_Assignment:_ I need only the number of lines in this data that contain the string "pink".

=== Dataset entries ===

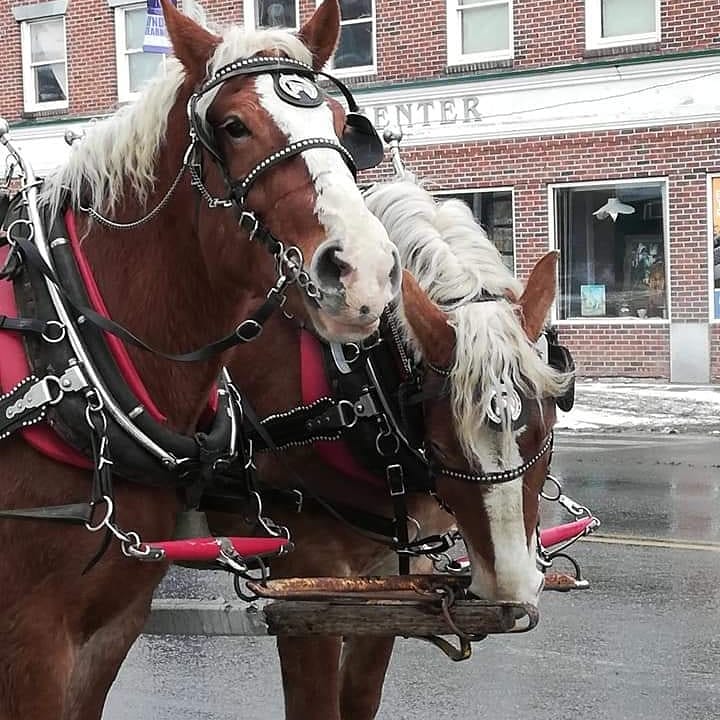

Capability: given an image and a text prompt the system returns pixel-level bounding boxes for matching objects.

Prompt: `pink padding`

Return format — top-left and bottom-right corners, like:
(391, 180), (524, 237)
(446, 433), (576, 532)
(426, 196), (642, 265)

(300, 330), (382, 486)
(149, 536), (289, 562)
(0, 245), (91, 468)
(65, 211), (166, 423)
(540, 517), (595, 548)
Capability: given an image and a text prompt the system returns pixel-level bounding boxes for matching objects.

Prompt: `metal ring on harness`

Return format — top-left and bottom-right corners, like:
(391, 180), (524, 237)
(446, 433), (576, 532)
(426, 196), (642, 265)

(41, 320), (66, 344)
(540, 473), (562, 502)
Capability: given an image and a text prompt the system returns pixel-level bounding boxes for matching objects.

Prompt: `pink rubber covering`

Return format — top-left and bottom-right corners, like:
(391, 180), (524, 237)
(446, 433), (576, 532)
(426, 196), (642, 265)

(539, 517), (595, 547)
(300, 330), (382, 486)
(149, 536), (289, 562)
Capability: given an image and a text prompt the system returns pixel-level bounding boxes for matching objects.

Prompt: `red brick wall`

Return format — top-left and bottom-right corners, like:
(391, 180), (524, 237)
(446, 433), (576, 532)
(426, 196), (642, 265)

(4, 0), (720, 122)
(356, 123), (720, 378)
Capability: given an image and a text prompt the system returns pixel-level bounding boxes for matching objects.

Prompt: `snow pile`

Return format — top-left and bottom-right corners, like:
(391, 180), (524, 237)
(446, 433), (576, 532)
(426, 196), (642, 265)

(556, 379), (720, 433)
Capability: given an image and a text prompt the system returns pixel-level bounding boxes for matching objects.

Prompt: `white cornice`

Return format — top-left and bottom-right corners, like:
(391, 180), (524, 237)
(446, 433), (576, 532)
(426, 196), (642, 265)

(353, 55), (720, 146)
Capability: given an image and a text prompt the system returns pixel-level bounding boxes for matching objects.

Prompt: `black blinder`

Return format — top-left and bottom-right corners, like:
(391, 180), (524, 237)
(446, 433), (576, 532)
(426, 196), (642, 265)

(548, 342), (575, 412)
(341, 112), (385, 171)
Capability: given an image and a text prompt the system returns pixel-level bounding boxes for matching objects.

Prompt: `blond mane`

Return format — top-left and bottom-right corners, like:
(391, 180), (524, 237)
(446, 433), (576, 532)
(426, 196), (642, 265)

(364, 178), (570, 468)
(40, 13), (311, 219)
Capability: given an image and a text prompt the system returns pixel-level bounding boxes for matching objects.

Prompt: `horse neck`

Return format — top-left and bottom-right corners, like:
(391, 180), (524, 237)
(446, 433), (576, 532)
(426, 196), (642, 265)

(77, 116), (259, 433)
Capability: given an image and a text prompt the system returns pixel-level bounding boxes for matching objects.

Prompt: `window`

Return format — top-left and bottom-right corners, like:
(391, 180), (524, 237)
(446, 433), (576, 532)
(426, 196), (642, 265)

(437, 190), (515, 272)
(708, 176), (720, 320)
(585, 0), (660, 49)
(312, 0), (375, 75)
(551, 180), (668, 321)
(246, 0), (299, 29)
(20, 16), (68, 112)
(447, 0), (513, 66)
(115, 3), (165, 102)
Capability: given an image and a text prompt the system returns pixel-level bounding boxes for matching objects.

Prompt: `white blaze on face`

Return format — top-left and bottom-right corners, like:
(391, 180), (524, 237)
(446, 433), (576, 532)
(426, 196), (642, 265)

(466, 432), (544, 605)
(254, 75), (396, 316)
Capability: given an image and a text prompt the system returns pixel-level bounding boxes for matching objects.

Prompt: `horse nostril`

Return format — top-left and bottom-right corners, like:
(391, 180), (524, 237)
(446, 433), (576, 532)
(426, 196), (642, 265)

(359, 304), (370, 316)
(389, 246), (401, 298)
(310, 241), (347, 294)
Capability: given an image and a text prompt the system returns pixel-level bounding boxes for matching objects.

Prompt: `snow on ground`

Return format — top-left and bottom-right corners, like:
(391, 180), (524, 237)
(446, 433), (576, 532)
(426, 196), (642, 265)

(556, 378), (720, 433)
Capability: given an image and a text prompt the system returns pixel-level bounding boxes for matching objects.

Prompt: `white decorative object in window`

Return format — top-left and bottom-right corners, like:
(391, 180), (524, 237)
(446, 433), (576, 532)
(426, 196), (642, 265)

(585, 0), (660, 50)
(245, 0), (299, 29)
(550, 179), (669, 322)
(20, 16), (68, 112)
(115, 3), (165, 102)
(446, 0), (513, 66)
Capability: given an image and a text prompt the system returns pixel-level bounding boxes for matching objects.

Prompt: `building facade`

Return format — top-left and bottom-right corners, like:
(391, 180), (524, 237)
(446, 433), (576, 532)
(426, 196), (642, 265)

(2, 0), (720, 381)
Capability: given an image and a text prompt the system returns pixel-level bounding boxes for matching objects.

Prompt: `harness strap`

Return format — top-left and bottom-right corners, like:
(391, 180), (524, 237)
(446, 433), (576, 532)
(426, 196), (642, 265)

(0, 503), (93, 524)
(0, 314), (60, 338)
(15, 234), (283, 362)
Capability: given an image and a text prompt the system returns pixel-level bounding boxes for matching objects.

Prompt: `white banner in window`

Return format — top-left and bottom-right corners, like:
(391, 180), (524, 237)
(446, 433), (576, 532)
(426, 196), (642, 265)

(143, 0), (176, 54)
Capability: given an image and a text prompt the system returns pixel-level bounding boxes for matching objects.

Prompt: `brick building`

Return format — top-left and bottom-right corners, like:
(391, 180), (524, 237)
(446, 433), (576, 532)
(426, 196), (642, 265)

(2, 0), (720, 381)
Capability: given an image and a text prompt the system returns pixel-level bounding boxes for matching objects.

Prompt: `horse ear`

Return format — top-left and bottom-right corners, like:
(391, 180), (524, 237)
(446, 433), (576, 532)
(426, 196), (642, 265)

(518, 250), (559, 342)
(161, 0), (220, 79)
(401, 270), (455, 369)
(297, 0), (340, 71)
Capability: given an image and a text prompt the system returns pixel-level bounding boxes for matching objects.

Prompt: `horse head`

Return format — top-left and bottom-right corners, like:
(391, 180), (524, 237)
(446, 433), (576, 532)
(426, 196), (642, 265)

(400, 252), (569, 606)
(140, 1), (401, 343)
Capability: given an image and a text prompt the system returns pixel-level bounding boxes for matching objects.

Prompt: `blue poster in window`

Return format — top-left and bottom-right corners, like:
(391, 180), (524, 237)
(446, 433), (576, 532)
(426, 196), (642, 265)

(143, 0), (176, 54)
(714, 289), (720, 319)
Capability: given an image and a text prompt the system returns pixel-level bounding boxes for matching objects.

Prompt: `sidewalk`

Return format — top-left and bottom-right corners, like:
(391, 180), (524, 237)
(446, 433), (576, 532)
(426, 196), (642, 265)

(557, 378), (720, 434)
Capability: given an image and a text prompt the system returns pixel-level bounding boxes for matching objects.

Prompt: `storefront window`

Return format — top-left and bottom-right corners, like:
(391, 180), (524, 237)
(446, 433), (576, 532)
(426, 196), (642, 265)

(553, 181), (668, 320)
(439, 190), (514, 272)
(710, 176), (720, 319)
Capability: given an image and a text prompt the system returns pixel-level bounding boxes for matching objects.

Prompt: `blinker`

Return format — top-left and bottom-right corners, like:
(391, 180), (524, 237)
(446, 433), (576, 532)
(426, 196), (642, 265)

(341, 112), (385, 171)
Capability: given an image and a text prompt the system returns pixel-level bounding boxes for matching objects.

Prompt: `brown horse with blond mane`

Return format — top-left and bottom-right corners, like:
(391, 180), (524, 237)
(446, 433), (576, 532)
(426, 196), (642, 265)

(0, 2), (400, 717)
(210, 177), (571, 720)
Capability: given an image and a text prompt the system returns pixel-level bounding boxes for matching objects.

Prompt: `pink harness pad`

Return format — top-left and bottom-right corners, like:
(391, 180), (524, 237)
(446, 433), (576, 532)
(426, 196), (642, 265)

(300, 330), (381, 486)
(0, 244), (90, 467)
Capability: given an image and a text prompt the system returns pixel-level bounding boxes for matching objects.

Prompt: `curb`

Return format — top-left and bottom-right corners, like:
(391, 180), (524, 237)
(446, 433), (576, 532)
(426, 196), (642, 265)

(145, 598), (269, 637)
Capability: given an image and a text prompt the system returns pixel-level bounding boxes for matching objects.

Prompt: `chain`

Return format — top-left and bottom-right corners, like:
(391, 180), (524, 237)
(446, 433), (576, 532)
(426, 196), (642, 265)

(79, 160), (189, 230)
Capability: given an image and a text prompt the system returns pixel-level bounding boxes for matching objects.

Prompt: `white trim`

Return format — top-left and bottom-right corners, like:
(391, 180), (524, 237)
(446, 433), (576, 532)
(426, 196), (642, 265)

(244, 0), (299, 31)
(355, 55), (720, 146)
(114, 3), (165, 103)
(20, 16), (68, 113)
(434, 186), (516, 273)
(585, 0), (660, 50)
(314, 0), (376, 78)
(707, 174), (720, 323)
(446, 0), (514, 66)
(547, 177), (670, 324)
(12, 1), (67, 22)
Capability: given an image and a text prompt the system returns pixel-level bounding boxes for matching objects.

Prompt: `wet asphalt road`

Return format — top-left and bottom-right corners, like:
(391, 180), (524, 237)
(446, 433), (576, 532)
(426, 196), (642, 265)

(105, 432), (720, 720)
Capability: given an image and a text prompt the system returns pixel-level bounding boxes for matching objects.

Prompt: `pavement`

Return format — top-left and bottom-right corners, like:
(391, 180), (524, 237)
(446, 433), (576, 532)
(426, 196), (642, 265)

(556, 377), (720, 434)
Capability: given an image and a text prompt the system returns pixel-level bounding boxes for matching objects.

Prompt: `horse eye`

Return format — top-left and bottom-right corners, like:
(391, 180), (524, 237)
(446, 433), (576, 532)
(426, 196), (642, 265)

(222, 118), (249, 139)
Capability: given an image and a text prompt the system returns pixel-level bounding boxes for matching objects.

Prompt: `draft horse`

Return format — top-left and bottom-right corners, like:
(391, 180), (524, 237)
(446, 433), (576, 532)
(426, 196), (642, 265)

(0, 1), (400, 717)
(209, 178), (572, 720)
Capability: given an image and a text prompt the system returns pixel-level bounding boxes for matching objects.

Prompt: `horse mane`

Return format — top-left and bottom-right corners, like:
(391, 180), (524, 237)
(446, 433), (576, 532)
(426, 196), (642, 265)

(40, 14), (312, 219)
(364, 178), (569, 469)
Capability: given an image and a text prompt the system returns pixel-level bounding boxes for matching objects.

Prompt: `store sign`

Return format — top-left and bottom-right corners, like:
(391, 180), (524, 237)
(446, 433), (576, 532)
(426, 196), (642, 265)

(367, 96), (483, 132)
(712, 177), (720, 318)
(143, 0), (177, 54)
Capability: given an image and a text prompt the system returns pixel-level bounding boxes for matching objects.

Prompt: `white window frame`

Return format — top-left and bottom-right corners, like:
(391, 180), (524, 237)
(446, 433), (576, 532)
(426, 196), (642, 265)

(446, 0), (514, 67)
(113, 1), (167, 103)
(434, 187), (516, 273)
(706, 174), (720, 323)
(20, 16), (68, 112)
(548, 177), (671, 325)
(314, 0), (377, 77)
(244, 0), (300, 30)
(585, 0), (661, 50)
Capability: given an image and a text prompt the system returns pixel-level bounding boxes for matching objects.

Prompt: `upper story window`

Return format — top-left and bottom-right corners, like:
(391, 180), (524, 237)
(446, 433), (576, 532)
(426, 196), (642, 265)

(312, 0), (375, 76)
(113, 2), (165, 102)
(13, 1), (69, 113)
(447, 0), (513, 66)
(585, 0), (660, 50)
(246, 0), (299, 29)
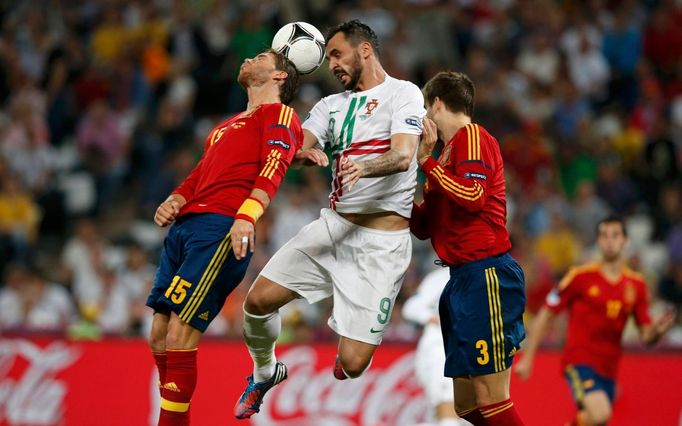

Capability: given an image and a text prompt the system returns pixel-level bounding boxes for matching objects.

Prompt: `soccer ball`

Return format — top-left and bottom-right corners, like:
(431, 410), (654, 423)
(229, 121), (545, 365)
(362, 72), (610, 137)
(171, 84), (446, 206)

(272, 22), (325, 75)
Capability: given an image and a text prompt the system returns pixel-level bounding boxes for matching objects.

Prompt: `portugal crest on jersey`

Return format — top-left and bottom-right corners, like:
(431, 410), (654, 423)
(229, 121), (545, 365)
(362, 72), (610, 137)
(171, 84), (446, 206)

(364, 98), (379, 115)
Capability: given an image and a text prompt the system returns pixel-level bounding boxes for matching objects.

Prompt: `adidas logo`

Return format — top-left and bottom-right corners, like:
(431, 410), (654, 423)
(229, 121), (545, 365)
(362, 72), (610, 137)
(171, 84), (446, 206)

(162, 382), (181, 392)
(198, 311), (209, 320)
(508, 347), (518, 357)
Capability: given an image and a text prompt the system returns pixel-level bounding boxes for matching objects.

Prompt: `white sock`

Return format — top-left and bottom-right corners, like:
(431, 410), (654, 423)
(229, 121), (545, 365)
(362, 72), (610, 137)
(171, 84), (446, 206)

(243, 308), (281, 382)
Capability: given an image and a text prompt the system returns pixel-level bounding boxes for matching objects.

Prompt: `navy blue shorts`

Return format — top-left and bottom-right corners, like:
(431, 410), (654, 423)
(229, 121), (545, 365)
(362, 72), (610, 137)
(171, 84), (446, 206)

(565, 364), (616, 405)
(439, 252), (526, 377)
(146, 213), (252, 332)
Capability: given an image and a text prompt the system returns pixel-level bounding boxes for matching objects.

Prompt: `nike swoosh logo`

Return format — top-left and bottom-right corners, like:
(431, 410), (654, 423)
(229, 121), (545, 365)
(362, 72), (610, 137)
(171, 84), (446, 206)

(369, 327), (384, 333)
(329, 110), (340, 115)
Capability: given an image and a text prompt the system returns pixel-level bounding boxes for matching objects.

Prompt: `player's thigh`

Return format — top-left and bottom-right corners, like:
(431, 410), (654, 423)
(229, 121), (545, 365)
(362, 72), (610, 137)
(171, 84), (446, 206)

(166, 312), (203, 350)
(454, 378), (477, 414)
(470, 368), (511, 406)
(258, 215), (335, 305)
(582, 391), (612, 425)
(330, 226), (412, 345)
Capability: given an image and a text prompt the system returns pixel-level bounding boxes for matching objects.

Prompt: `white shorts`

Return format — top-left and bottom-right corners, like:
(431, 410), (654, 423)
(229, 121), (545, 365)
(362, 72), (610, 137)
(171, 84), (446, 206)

(415, 323), (454, 406)
(260, 208), (412, 345)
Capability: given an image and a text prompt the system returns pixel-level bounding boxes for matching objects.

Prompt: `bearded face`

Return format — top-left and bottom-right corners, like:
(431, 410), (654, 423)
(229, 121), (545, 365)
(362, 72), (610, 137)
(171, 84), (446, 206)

(326, 33), (365, 91)
(237, 52), (276, 89)
(333, 51), (362, 90)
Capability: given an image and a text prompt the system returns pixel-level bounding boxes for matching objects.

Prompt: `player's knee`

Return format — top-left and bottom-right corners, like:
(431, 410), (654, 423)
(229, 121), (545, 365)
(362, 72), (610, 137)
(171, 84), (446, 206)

(455, 401), (476, 415)
(148, 332), (165, 353)
(586, 405), (611, 426)
(244, 287), (277, 316)
(338, 354), (371, 378)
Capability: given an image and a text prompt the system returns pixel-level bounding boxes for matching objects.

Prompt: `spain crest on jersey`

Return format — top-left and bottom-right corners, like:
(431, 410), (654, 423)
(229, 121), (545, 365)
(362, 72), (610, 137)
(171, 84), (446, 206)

(624, 283), (636, 305)
(439, 144), (452, 165)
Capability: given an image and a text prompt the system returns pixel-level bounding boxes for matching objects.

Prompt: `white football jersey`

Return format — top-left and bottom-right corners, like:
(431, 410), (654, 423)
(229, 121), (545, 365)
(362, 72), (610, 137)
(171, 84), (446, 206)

(303, 74), (425, 217)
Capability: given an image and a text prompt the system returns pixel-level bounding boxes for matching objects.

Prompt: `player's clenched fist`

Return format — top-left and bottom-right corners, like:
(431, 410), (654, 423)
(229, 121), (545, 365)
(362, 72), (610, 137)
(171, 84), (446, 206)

(154, 194), (186, 227)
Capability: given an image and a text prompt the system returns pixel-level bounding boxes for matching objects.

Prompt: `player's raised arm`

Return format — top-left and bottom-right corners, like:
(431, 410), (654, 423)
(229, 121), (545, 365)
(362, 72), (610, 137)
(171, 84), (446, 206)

(420, 123), (491, 213)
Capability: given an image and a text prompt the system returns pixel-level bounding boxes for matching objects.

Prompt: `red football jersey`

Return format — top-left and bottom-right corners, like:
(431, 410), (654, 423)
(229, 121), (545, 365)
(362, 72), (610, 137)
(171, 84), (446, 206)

(411, 123), (511, 265)
(173, 103), (302, 217)
(545, 263), (652, 378)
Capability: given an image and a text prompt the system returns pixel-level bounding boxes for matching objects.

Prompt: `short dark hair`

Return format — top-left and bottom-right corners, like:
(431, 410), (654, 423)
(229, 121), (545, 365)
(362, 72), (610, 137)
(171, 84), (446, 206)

(423, 71), (475, 117)
(326, 20), (380, 56)
(268, 48), (299, 104)
(596, 215), (628, 237)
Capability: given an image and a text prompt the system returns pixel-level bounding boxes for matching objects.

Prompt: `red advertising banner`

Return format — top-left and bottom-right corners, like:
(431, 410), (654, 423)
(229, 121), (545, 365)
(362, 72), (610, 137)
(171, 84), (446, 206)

(0, 338), (680, 426)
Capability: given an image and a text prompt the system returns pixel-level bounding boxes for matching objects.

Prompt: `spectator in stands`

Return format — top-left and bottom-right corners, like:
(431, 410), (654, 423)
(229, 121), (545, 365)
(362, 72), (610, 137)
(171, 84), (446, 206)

(0, 173), (41, 267)
(76, 99), (129, 214)
(0, 264), (75, 332)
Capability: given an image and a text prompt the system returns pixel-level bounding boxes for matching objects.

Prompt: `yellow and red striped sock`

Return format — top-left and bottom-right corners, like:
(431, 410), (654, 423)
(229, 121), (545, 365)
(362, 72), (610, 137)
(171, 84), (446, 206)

(158, 349), (197, 426)
(479, 398), (524, 425)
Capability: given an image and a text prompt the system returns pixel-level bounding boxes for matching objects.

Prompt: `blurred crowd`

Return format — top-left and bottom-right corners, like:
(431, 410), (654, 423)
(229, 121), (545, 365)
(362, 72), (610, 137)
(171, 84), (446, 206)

(0, 0), (680, 348)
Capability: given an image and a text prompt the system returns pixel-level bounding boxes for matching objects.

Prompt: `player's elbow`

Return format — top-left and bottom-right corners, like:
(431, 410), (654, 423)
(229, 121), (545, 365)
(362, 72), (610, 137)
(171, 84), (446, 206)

(408, 221), (430, 240)
(460, 198), (486, 213)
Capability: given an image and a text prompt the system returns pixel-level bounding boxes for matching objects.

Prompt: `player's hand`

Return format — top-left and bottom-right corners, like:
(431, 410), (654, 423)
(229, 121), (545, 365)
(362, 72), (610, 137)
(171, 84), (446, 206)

(339, 156), (364, 191)
(513, 355), (533, 380)
(295, 148), (329, 167)
(417, 117), (438, 165)
(154, 199), (182, 227)
(654, 307), (676, 335)
(230, 219), (255, 260)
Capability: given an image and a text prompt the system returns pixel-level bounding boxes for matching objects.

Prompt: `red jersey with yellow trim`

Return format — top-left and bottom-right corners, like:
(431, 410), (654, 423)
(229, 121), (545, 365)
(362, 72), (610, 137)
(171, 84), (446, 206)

(545, 263), (652, 378)
(410, 123), (511, 265)
(173, 103), (302, 217)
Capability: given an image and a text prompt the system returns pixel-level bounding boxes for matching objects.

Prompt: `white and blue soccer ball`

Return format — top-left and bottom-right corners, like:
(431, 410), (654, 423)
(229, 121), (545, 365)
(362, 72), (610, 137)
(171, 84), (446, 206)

(272, 22), (325, 75)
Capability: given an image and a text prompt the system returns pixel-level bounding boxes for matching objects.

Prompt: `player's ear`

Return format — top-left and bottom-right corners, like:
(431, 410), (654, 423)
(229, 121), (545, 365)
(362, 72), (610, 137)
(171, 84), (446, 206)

(273, 70), (288, 82)
(359, 40), (372, 59)
(433, 96), (443, 112)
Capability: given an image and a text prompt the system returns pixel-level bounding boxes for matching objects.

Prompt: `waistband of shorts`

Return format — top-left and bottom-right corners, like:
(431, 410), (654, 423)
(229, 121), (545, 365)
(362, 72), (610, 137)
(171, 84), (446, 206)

(447, 251), (512, 275)
(325, 208), (411, 236)
(176, 212), (231, 224)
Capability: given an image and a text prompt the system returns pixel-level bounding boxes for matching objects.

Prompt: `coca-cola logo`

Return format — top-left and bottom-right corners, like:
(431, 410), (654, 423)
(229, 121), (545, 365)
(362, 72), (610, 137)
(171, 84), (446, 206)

(251, 346), (429, 426)
(0, 340), (80, 425)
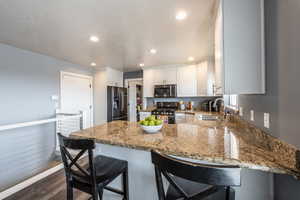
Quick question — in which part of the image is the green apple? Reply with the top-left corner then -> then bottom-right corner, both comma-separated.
155,120 -> 162,125
149,115 -> 156,121
149,120 -> 155,126
143,121 -> 149,126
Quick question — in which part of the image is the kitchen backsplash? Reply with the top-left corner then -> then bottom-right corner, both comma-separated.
145,96 -> 221,110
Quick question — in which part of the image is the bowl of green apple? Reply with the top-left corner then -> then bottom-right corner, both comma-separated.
139,115 -> 163,134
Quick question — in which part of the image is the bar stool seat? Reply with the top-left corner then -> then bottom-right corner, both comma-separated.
166,176 -> 223,200
93,155 -> 128,183
72,155 -> 127,185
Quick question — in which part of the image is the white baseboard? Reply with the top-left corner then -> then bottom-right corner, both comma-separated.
0,164 -> 64,200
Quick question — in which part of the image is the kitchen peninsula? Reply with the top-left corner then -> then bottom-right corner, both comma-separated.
71,114 -> 300,200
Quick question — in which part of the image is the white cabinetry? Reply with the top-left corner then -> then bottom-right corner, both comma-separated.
106,67 -> 123,87
215,0 -> 265,94
152,66 -> 177,85
143,66 -> 177,98
197,61 -> 215,96
177,65 -> 198,97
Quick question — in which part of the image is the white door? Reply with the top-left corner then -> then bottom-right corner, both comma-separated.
61,72 -> 93,129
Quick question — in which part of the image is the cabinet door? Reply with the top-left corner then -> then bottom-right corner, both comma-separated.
161,66 -> 177,84
151,68 -> 164,85
143,69 -> 154,97
222,0 -> 265,94
106,67 -> 123,87
197,62 -> 208,96
177,65 -> 198,97
197,61 -> 215,96
152,66 -> 177,85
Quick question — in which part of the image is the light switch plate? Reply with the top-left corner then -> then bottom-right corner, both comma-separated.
250,110 -> 254,121
264,113 -> 270,128
239,107 -> 243,116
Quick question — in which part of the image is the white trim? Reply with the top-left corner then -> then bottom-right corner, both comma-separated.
0,164 -> 64,199
0,115 -> 81,132
60,71 -> 94,127
260,0 -> 266,94
124,78 -> 143,88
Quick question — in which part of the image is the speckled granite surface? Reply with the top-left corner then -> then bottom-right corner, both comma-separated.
71,114 -> 300,177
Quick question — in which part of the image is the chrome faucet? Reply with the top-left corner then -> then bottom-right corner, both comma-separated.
213,98 -> 224,112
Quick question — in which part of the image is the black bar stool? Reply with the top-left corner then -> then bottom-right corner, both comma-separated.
151,150 -> 241,200
58,133 -> 129,200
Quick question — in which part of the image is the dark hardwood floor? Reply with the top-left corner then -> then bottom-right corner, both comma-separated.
4,167 -> 91,200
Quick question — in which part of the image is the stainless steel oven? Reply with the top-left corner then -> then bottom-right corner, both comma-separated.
154,84 -> 177,98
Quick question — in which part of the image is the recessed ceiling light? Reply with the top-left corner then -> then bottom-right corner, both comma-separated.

===

_Answer to the exercise:_ 3